SELECTED EXCERPT

Quick Links

Re: optimizing a geo_distance() proximity query (example and benchmark)

From:	Mark Stosberg <mark(at)summersault(dot)com>
To:	pgsql-performance(at)postgresql(dot)org
Subject:	Re: optimizing a geo_distance() proximity query (example and benchmark)
Date:	2007-02-05 23:01:05
Message-ID:	eq8d0b$26cd$1@news.hub.org
Views:	Whole Thread \| Raw Message \| Download mbox \| Resend email
Thread:
Lists:	pgsql-performance

Merlin Moncure wrote:
> On 2/5/07, Mark Stosberg <mark(at)summersault(dot)com> wrote:
>> Bruno Wolff III wrote:
>> > On Sat, Feb 03, 2007 at 14:00:26 -0500,
>> > Mark Stosberg <mark(at)summersault(dot)com> wrote:
>> >> I'm using geo_distance() from contrib/earthdistance would like to
>> find a
>> >> way to spend up the geo distance calculation if possible. This is
>> for a
>> >> proximity search: "Show me adoptable pets within 250 miles of this
>> >> zipcode".
>> >
>> > If you are using the "cube" based part of the earth distance package,
>> > then you can use gist indexes to speed those searches up.
>>
>> Thanks for the tip. Any idea what kind of improvement I can expect to
>> see, compared to using geo_distance()?
>
> a lot. be aware that gist takes longer to build than btree, but very
> fast to search. Index search and filter to box is basically an index
> lookup (fast!). for mostly static datasets that involve a lot of
> searching, gist is ideal.

The documentation in contrib/ didn't provide examples of how to create
or the index or actually a the proximity search. Here's what I figured
out to do:

I added a new column as type 'cube':

ALTER table zipcodes add column earth_coords cube;

Next I converted the old lat/lon data I had stored in a 'point'
type to the new format:

-- Make to get lat/lon in the right order for your data model!
UPDATE zipcodes set earth_coords = ll_to_earth( lon_lat[1], lon_lat[0] );

Now I added a GIST index on the field:

CREATE index earth_coords_idx on zipcodes using gist (earth_coords);

Finally, I was able to run a query, which I could see used the index (by
checking "EXPLAIN ANALYZE ..."

select * from zipcodes where earth_box('(436198.322855334,
4878562.8732218, 4085386.43843934)'::cube,16093.44) @ earth_coords;

It's also notable that the units used are meters, not miles like
geo_distance(). That's what the magic number of "16093.44" is-- 10 miles
converted to meters.

PROBLEM SET
1/ Answer these from the post on the geo_distance() proximity query:
(a) What type was the new earth_coords column given?
(b) In what units does the earth_box query work?
(c) What does the number 16093.44 stand for?
2/ For each statement, say yes or no according to the post on the geo_distance() proximity query, and quote the words that decide it.
(a) Gist indexes are quicker to build than btree indexes.
(b) The lat/lon data was first stored in a 'point' type.
(c) The documentation in contrib/ gave examples of the proximity search.
The lines after this post aren't needed for anything here.

RAW DATA
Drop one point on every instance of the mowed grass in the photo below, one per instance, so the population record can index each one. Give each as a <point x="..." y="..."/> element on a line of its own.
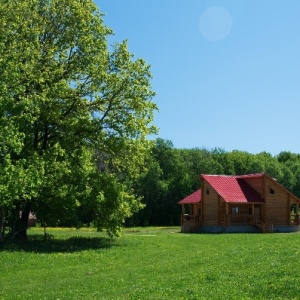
<point x="151" y="263"/>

SOLUTIONS PER TASK
1/
(a) cube
(b) Meters
(c) 10 miles converted to meters

2/
(a) No: "gist takes longer to build than btree"
(b) Yes: "the old lat/lon data I had stored in a 'point' type"
(c) No: "The documentation in contrib/ didn't provide examples"